▸ **Requirement A**: Which lines of the records below contain the string "kernel"? Filter them out and copy each one, treating uppercase and lowercase as different.

▸ **Page excerpt**:
This invention relates a method for imparting hydrophilicity to the surface of cured silicone rubber.

BACKGROUND ART

Generally, silicone rubber is hydrophobic on surface. In certain applications, silicone rubber having a hydrophilic surface is required. It is especially desired to render the surface of cured product (or silicone rubber) of an addition-curable silicone rubber composition hydrophilic in a simple manner and for a long period.

CITATION LIST

Patent Document 1: JP-A S56-000831 (USP 4344981)

Patent Document 2: JP-A S61-293226 (USP 4920184)

Patent Document 3: JP-A H06-219868

Patent Document 4: JP-A H08-227001

DISCLOSURE OF INVENTION

An object of the invention is to provide a method for readily hydrophilizing the surface of cured product (or silicone rubber) of an addition-curable silicone rubber composition for a long period of time, and a silicone rubber which is hydrophilized thereby.

▸ **Requirement B**:
Answer from the silicone rubber excerpt above:
(i) What is silicone rubber generally like on its surface?
(ii) Which patent document in the citation list is given with USP 4920184?
(iii) What kind of silicone rubber composition's cured product does the invention aim to hydrophilize?

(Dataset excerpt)
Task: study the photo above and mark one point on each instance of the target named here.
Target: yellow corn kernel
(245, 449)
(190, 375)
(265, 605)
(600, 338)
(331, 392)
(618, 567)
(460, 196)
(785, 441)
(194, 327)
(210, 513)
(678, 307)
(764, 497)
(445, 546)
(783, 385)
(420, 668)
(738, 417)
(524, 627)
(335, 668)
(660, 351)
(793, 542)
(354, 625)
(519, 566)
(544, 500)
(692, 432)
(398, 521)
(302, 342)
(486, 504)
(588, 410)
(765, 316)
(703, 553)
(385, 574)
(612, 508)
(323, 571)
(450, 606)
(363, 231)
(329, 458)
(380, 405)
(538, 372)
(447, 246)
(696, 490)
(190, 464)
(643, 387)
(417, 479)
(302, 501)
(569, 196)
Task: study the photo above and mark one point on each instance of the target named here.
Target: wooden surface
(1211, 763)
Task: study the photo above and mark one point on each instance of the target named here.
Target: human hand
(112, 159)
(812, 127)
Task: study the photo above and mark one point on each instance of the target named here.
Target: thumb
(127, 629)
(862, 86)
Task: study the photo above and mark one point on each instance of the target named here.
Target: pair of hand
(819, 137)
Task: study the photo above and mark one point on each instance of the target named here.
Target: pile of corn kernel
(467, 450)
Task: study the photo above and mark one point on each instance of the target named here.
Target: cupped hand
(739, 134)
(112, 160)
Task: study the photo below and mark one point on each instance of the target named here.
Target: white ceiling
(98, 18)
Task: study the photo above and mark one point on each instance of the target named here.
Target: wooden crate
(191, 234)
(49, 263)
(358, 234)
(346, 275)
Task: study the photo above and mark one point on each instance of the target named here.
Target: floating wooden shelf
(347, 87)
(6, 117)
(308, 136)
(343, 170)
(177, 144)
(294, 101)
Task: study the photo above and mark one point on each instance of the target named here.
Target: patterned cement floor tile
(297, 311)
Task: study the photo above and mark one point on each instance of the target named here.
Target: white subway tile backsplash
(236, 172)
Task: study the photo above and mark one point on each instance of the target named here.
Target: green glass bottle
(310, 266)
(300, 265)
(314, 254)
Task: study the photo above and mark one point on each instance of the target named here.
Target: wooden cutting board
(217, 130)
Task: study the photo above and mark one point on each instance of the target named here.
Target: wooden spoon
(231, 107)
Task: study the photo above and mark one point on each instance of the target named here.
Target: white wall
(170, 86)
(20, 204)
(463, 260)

▸ **Answer A**:
Target: yellow corn kernel
Target: pile of corn kernel

▸ **Answer B**:
(i) Hydrophobic.
(ii) Patent Document 2, JP-A S61-293226.
(iii) An addition-curable silicone rubber composition.